>>>

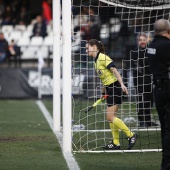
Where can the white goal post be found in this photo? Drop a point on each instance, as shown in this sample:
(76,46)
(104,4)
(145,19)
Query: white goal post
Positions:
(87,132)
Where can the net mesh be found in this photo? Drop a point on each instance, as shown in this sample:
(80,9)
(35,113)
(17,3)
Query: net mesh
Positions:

<<<
>>>

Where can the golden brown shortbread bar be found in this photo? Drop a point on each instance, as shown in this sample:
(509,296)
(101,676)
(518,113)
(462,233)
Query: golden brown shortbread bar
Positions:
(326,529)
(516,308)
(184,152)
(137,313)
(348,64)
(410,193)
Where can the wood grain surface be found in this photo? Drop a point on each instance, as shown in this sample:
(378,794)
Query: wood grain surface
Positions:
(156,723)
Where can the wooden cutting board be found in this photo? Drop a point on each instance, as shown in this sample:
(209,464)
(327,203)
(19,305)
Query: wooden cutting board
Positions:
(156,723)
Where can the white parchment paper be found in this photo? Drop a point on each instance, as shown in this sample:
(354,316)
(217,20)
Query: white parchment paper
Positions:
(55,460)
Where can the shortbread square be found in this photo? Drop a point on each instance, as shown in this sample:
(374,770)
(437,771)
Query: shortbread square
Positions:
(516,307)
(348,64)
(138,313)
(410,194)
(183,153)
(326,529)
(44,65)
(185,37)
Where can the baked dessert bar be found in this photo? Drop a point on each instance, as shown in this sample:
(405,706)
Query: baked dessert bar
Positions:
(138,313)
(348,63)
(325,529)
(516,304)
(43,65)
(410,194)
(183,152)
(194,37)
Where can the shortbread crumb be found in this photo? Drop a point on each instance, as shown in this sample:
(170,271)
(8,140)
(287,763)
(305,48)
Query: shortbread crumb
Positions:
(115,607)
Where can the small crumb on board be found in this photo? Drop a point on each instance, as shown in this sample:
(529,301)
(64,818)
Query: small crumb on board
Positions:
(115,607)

<<<
>>>

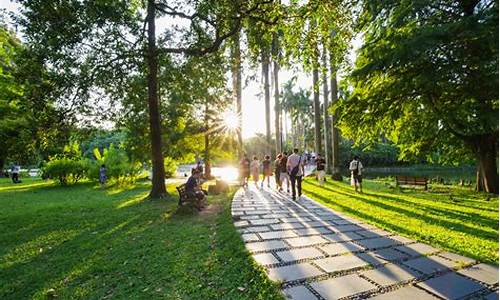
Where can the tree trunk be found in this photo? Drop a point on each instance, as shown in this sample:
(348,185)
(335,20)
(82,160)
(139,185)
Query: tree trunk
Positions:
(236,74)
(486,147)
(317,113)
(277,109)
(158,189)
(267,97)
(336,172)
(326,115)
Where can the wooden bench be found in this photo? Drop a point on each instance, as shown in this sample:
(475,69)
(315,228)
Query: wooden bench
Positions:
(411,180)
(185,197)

<<<

__What is being asked__. Pick out every line above that contains the word "paper", and copy each of those lines in full.

__Result of this exercise__.
Where can the white parchment paper be found in this photo? Drop a point on each instance, as shown in this sample:
Query: white parchment paper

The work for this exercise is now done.